Take the entries below and retype them exactly.

-.-.-

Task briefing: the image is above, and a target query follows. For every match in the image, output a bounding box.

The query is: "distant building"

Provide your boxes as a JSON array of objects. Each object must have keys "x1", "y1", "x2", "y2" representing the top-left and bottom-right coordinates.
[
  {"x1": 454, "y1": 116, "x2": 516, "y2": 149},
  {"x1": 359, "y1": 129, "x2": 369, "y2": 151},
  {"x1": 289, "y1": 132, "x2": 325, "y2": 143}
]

-.-.-

COMPLETED EXERCISE
Task briefing: the image is above, and a target query follows. For every match in the image, output a bounding box.

The query is: "distant building"

Provide your boxes as a JSON array of objects. Each object must have keys "x1", "y1", "x2", "y2" representing the top-left and bottom-right coordinates.
[
  {"x1": 454, "y1": 116, "x2": 516, "y2": 149},
  {"x1": 359, "y1": 129, "x2": 369, "y2": 151},
  {"x1": 289, "y1": 132, "x2": 325, "y2": 143}
]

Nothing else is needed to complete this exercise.